***** Provided passage *****

One of the weirder things in "AI" is the whole "skills" thing. It sounds as if those were somehow little programs or tools integrated into your agents but they are just markdown files with strings that you pull into your prompt to hope the slop machine does better. Crazy shit.
@tante tinker-toy kit for fanfic
@tante it's so funny right? here's my "dotfiles" of "skills" in which i tell the robot what it's supposedly capable of doing (and hope it does it correctly)
@tante Thanks for fighting. I'm a bit resigned at the moment, as I get the impression that the crazier all this AI stuff gets, the more it attracts the mainstream.
@tante The crazier it gets, the more people talk about it, the more it becomes normalised, and people think they will be left behind if they don't use it.
@tante I saw some "skills" once that repeat an instruction a few times, basically begging the machine not to modify files.
@tante yep. I first had the theory those skill would be smaller models. But no.
@tante not really different from a prayer wheel or phylactery: bits of scripture in a container believed to bring good fortune.
@tante "a skill is a thing, a piece of data that can be ingested and copied endlessly to produce monetizable outputs" vs "a skill is a thing a person can learn to do, can teach others, can practice and improve at their entire lives, a collective process deepening in effectiveness and understanding over generations"
@jplebreton @tante i think that’s what they call “gatekeeping” lol 🤮
@tante skills are just macros.

@tante as I noted, “skills are just macros”, but I guess they’re a little cleverer than that.

They work-around limited context space by being part of your prompt that only gets loaded if the skill-triggering metadata indicates the “skill” may be relevant to the problem at hand.

@tante It's like when I slap the side of my computer and yell GO FASTER
@jwz @tante I strongly believe it is a universal rule of engineering, probably going back to the ancient Egyptians or even homo habilis, that the only acceptable form of verbal communication with a piece of hardware is yelling profanity at it when it fails to perform adequately.
@jwz @tante e.g. "scrape faster you goddam mammoth-humping biface!"
@jwz I mean we all do that but I wouldn't claim that that's a billion dollar business ;)

***** Provided records *****

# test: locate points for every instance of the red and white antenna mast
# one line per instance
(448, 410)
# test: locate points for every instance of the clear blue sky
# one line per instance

*****

■ **Brief**: Reproduce word for word the part of the thread about AI skills that starts with "One of the weirder" and ends with "attracts the mainstream.". The records come from a separate source, not from the thread about AI skills.

■ **Response to this exercise**:
One of the weirder things in "AI" is the whole "skills" thing. It sounds as if those were somehow little programs or tools integrated into your agents but they are just markdown files with strings that you pull into your prompt to hope the slop machine does better. Crazy shit.
@tante tinker-toy kit for fanfic
@tante it's so funny right? here's my "dotfiles" of "skills" in which i tell the robot what it's supposedly capable of doing (and hope it does it correctly)
@tante Thanks for fighting. I'm a bit resigned at the moment, as I get the impression that the crazier all this AI stuff gets, the more it attracts the mainstream.